(Dataset entries)

▼

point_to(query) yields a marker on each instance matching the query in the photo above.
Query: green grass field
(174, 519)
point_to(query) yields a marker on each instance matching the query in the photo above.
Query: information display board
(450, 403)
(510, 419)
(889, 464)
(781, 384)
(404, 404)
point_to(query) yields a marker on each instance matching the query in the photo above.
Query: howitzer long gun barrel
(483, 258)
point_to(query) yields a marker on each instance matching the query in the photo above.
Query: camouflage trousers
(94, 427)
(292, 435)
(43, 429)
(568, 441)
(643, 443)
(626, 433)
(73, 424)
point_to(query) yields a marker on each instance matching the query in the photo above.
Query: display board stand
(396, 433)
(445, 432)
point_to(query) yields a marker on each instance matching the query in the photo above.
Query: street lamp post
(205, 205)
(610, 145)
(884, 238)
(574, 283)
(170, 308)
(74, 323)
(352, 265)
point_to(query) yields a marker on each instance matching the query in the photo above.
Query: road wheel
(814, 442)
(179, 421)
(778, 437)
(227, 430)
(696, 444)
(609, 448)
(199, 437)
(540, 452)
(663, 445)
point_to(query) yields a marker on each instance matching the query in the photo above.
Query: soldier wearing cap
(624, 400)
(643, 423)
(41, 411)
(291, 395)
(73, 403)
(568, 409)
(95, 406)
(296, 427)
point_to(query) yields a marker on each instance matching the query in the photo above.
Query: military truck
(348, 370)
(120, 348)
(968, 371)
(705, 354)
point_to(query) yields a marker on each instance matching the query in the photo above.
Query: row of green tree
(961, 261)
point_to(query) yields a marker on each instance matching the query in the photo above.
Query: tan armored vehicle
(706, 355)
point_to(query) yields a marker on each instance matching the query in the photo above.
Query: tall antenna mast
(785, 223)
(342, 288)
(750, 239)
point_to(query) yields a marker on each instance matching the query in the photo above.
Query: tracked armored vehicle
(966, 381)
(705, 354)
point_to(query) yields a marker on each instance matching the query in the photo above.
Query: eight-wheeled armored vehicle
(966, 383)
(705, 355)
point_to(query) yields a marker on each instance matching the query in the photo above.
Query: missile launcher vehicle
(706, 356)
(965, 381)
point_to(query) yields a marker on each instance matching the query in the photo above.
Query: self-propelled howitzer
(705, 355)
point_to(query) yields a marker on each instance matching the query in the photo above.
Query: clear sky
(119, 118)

▲

Each line in the records above must be returned exactly as it stands.

→ REPLY TO THE TASK:
point_to(query) yields a marker on each instance matching the query in the photo above.
Query: green grass field
(174, 519)
point_to(query) yields a marker on each instance matching the query in the photo above.
Query: information display board
(450, 403)
(510, 419)
(889, 464)
(781, 384)
(404, 404)
point_to(query) yields a marker on each instance matching the query in the photo above.
Query: howitzer long gun barrel
(483, 258)
point_to(query) yields a marker on each instance matching the query in the photo above.
Query: camouflage trousers
(94, 427)
(292, 435)
(43, 429)
(568, 441)
(643, 443)
(626, 433)
(73, 424)
point_to(query) yields a marker on each instance matching the query in the photo above.
Query: display board stand
(396, 433)
(445, 432)
point_to(query) yields a marker on each instance matching the query in the photo above.
Query: street lamp post
(205, 205)
(610, 145)
(884, 238)
(574, 283)
(170, 308)
(74, 323)
(352, 265)
point_to(query) yields a marker on each instance matching the query in the photo above.
Query: road wheel
(814, 442)
(179, 421)
(778, 437)
(227, 430)
(696, 444)
(609, 448)
(199, 437)
(540, 452)
(663, 445)
point_to(query) yields a marker on each instance matching the query in the photo above.
Query: soldier wearing cap
(624, 400)
(643, 423)
(41, 411)
(291, 395)
(73, 403)
(568, 409)
(95, 406)
(296, 427)
point_to(query) yields a marker on each instance matching the query in the photo above.
Query: military truck
(348, 370)
(120, 348)
(968, 371)
(705, 354)
point_to(query) yields a marker on each instance matching the query in the photo above.
Query: row of green tree
(961, 261)
point_to(query) yields a marker on each instance matching the query in the photo above.
Query: tan armored vehicle
(706, 355)
point_to(query) yields a marker on each instance matching the query in the photo above.
Query: tall antenna mast
(785, 223)
(342, 288)
(750, 239)
point_to(query) yields a marker on each instance matching the query in the photo above.
Query: tracked armored vehicle
(966, 381)
(705, 354)
point_to(query) yields a marker on each instance matching the query in the photo above.
Query: eight-wheeled armored vehicle
(966, 383)
(705, 355)
point_to(query) yields a marker on each instance matching the query in the photo above.
Query: missile launcher vehicle
(706, 356)
(965, 381)
point_to(query) yields a marker on each instance matching the query in the photo above.
Query: self-propelled howitzer
(705, 355)
point_to(query) yields a marker on each instance matching the query in the photo above.
Query: clear sky
(119, 118)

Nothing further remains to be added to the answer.